* AIM
Copy the material below word for word, with every line in its original order.

— start RECORD SET —

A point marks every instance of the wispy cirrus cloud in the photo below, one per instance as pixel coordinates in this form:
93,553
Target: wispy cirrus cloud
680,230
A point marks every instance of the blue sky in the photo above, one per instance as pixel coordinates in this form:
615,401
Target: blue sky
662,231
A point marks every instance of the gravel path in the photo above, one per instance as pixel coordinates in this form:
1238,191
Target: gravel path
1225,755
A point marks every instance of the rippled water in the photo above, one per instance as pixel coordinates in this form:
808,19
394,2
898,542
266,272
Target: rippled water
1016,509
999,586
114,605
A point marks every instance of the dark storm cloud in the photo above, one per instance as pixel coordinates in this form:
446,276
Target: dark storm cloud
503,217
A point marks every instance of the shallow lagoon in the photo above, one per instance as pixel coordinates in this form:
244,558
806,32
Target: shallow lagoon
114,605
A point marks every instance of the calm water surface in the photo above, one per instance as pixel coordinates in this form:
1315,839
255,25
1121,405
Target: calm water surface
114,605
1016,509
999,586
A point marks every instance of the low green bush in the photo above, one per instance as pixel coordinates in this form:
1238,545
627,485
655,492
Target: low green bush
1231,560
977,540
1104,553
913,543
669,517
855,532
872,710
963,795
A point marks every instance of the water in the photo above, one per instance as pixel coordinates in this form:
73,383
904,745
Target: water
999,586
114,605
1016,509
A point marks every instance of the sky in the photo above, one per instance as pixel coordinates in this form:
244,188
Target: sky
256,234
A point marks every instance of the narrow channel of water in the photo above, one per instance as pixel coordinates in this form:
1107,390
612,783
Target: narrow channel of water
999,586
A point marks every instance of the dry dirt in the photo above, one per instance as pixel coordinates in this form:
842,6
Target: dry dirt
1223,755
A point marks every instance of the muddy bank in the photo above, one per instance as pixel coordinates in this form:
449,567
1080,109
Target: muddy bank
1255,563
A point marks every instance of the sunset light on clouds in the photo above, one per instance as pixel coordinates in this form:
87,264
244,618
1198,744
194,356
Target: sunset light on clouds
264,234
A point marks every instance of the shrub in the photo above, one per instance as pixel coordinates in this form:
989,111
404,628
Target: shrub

— end RECORD SET —

* WRITTEN ANSWER
A point marks every instance of the wispy cirrus cloud in the photo below, one per instance as pixel coordinates in this form:
93,553
Target: wispy cirrus cloud
680,230
A point marks every instance of the blue sky in the photo above, one per instance as pixel coordinates in this form:
615,401
Target: blue sky
662,231
A point marks every instance of the gravel path in the photo above, one per instance as pixel coordinates in this form:
1238,191
Target: gravel path
1225,755
A point marks every instance of the rippled water in the photo above, one per instance as pixel coordinates in this form:
808,19
394,2
898,542
266,272
Target: rippled water
1016,509
999,586
114,605
A point marks every instance of the dark storm cloud in the photo above, one per instance as pixel coordinates in this form:
446,276
Target: dark storm cloud
503,217
A point marks every instance of the shallow lagoon in the photo above, one per instance as pixel coordinates in this form:
244,558
806,32
Target: shallow lagoon
114,605
A point marks every instance of the calm water surface in the photo above, one per instance as pixel coordinates in this form:
1315,839
255,25
1121,405
Target: calm water surface
114,605
1016,509
999,586
A point marks every instance of the low green bush in the photo above, one per instance as pixel coordinates in this form:
1238,545
627,485
655,492
Target: low green bush
1231,560
977,540
1104,553
913,543
669,517
855,532
872,710
963,795
A point marks every instance of the water in the photo above, one per instance as pixel coordinates in this form:
73,383
904,745
Target: water
999,586
114,605
1016,509
A point marks every instance of the sky in the photo above, one per instance as pixel coordinates in this form:
244,188
Target: sky
256,234
A point marks every instance of the narrow channel of water in the photo above, one per instance as pixel coordinates in this form:
1107,390
612,783
Target: narrow channel of water
999,586
A point marks every instance of the dry dirt in the photo above, one per instance as pixel coordinates in this form:
842,6
Target: dry dirt
1223,755
A point marks every instance of the muddy bank in the photo above, one per instance as pixel coordinates in this form:
449,567
1080,109
Target: muddy bank
1255,563
A point marks every instance of the sunset light on clouds in the photo above, one per instance as pixel coordinates in this form:
87,264
244,618
1198,744
194,356
Target: sunset light on clouds
264,234
A point marks every instance of the shrub in the photo above, one per instance as pixel coordinates in this form:
989,111
404,628
Target: shrub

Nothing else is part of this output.